» **Set problem**
Reproduce the listing below, replacing every occurrence of "segmentation" with "instance segmentation" and leaving all other text unchanged.
■ ■ ■ ■
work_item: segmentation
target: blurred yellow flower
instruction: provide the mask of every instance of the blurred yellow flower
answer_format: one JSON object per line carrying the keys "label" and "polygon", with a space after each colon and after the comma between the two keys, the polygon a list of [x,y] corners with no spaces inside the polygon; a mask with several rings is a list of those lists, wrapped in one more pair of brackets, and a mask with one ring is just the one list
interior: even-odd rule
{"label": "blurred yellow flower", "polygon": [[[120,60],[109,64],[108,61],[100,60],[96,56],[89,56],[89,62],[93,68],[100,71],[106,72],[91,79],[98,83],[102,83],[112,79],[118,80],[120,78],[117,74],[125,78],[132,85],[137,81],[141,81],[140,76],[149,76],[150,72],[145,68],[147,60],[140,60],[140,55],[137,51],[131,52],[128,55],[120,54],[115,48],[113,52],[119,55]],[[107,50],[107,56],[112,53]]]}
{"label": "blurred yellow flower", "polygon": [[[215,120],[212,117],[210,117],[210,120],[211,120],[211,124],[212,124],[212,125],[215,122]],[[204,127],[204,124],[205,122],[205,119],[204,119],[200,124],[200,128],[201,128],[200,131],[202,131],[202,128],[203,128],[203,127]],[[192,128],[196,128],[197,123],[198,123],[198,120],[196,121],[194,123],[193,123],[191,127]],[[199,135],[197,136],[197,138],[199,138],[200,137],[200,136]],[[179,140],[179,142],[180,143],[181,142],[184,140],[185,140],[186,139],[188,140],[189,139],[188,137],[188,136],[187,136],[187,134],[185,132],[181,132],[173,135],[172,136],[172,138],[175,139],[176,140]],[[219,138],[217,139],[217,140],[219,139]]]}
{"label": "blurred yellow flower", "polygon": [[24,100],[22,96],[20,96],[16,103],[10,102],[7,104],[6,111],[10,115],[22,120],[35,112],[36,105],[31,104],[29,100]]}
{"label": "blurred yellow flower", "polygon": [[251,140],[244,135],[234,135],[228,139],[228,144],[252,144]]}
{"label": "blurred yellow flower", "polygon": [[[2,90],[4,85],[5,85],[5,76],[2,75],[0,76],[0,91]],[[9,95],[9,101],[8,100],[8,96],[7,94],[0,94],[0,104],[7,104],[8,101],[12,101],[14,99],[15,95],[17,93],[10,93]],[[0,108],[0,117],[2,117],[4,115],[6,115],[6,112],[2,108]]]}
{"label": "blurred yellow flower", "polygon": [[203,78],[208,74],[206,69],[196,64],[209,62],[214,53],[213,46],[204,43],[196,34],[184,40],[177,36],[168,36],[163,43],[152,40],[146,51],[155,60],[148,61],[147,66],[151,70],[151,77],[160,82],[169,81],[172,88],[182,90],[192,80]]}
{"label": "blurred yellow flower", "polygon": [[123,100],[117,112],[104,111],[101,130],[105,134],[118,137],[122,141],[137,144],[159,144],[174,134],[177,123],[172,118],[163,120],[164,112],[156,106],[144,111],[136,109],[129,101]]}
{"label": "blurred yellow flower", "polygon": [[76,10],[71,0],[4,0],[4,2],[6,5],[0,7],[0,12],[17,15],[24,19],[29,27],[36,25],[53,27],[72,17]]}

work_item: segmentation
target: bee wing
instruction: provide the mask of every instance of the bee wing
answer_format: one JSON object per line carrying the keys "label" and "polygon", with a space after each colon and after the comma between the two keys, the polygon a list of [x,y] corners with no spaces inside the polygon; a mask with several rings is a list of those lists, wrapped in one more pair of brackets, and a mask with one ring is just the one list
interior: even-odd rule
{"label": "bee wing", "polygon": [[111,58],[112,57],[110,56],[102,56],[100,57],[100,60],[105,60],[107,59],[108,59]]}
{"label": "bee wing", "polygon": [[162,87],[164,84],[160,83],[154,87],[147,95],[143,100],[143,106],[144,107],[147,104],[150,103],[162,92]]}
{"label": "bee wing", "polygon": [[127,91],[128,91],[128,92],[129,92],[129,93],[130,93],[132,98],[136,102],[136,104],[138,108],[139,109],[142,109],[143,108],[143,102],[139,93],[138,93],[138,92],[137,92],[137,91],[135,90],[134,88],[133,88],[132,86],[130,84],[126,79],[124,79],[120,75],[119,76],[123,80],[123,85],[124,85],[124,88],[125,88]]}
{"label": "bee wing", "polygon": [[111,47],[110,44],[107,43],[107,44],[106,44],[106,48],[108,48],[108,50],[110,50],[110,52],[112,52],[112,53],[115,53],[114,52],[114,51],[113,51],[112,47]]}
■ ■ ■ ■
» **Answer to the task**
work_item: instance segmentation
target: blurred yellow flower
instruction: provide the mask of every instance of the blurred yellow flower
answer_format: one JSON object per line carrying the keys "label" and "polygon", with a space after each colon and after the comma between the two keys, the polygon a list of [x,y] corners with no spaces inside the polygon; a mask with several rings is a list of those lists, wrapped in one more pair of brackets, and a mask with one ring is just the one list
interior: even-odd rule
{"label": "blurred yellow flower", "polygon": [[[120,60],[109,64],[108,61],[100,60],[96,56],[89,56],[89,62],[93,68],[100,71],[106,72],[91,79],[98,83],[102,83],[112,79],[118,80],[120,78],[117,74],[125,78],[132,85],[137,81],[141,81],[140,76],[149,76],[150,72],[145,68],[147,60],[140,60],[140,55],[137,51],[131,52],[128,55],[120,54],[115,48],[113,52],[119,55]],[[107,50],[107,56],[112,53]]]}
{"label": "blurred yellow flower", "polygon": [[[215,120],[212,117],[210,117],[210,120],[211,120],[211,124],[212,124],[212,125],[215,122]],[[204,127],[204,124],[205,122],[205,119],[204,119],[200,124],[200,128],[201,128],[200,131],[202,131],[202,128],[203,128],[203,127]],[[192,128],[196,128],[197,123],[198,123],[198,120],[196,121],[194,123],[193,123],[191,127]],[[199,135],[197,136],[197,138],[199,138],[200,137],[200,136]],[[179,140],[179,142],[180,143],[181,142],[184,140],[185,140],[186,139],[188,140],[189,139],[188,137],[188,136],[187,136],[187,134],[185,132],[181,132],[173,135],[172,136],[172,138],[175,139],[176,140]],[[219,138],[217,139],[217,140],[219,139]]]}
{"label": "blurred yellow flower", "polygon": [[24,100],[22,96],[20,96],[16,103],[10,102],[7,104],[6,111],[10,115],[22,120],[35,112],[36,105],[31,104],[29,100]]}
{"label": "blurred yellow flower", "polygon": [[251,140],[244,135],[234,135],[228,139],[228,144],[252,144]]}
{"label": "blurred yellow flower", "polygon": [[[2,90],[4,85],[5,85],[5,76],[2,75],[0,76],[0,91]],[[9,95],[9,101],[8,100],[8,96],[7,94],[0,94],[0,104],[7,104],[8,101],[12,101],[14,99],[15,95],[17,93],[10,93]],[[0,108],[0,117],[2,117],[4,115],[6,115],[6,112],[2,108]]]}
{"label": "blurred yellow flower", "polygon": [[203,78],[208,74],[206,69],[196,64],[209,62],[214,53],[213,46],[204,43],[196,34],[184,40],[177,36],[168,36],[163,43],[152,40],[146,51],[155,60],[148,61],[147,66],[151,70],[151,77],[160,82],[169,81],[172,88],[182,90],[192,80]]}
{"label": "blurred yellow flower", "polygon": [[123,100],[117,112],[104,111],[101,130],[105,134],[118,137],[122,141],[137,144],[159,144],[174,134],[177,123],[172,118],[163,120],[164,112],[156,106],[144,111],[136,109],[129,101]]}
{"label": "blurred yellow flower", "polygon": [[76,10],[71,0],[4,0],[4,2],[6,5],[0,7],[0,12],[17,15],[24,19],[29,27],[36,25],[53,27],[72,17]]}

work_item: instance segmentation
target: bee wing
instruction: provide the mask of every instance of the bee wing
answer_format: one JSON object per line carrying the keys "label" and "polygon", with a space after each colon and after the comma between the two keys, the polygon a list of [x,y] corners with no spaces inside the polygon; a mask with several rings is a list of those lists, wrapped in one more pair of brackets, and a mask with one ring is just the one list
interior: even-odd rule
{"label": "bee wing", "polygon": [[111,58],[112,57],[110,56],[102,56],[100,57],[100,60],[105,60],[107,59],[108,59]]}
{"label": "bee wing", "polygon": [[162,87],[164,84],[160,83],[154,87],[147,95],[143,100],[143,106],[144,107],[147,104],[150,103],[162,92]]}
{"label": "bee wing", "polygon": [[127,91],[128,91],[128,92],[129,92],[129,93],[130,93],[132,98],[136,102],[136,104],[138,108],[139,109],[142,109],[143,108],[143,102],[139,93],[138,93],[138,92],[137,92],[137,91],[135,90],[134,88],[133,88],[132,86],[130,84],[126,79],[124,79],[120,75],[119,76],[123,80],[123,85],[124,85],[124,88],[125,88]]}
{"label": "bee wing", "polygon": [[111,47],[110,44],[107,43],[107,44],[106,44],[106,48],[108,48],[108,50],[110,50],[110,52],[112,52],[112,53],[115,53],[114,52],[114,51],[113,51],[112,47]]}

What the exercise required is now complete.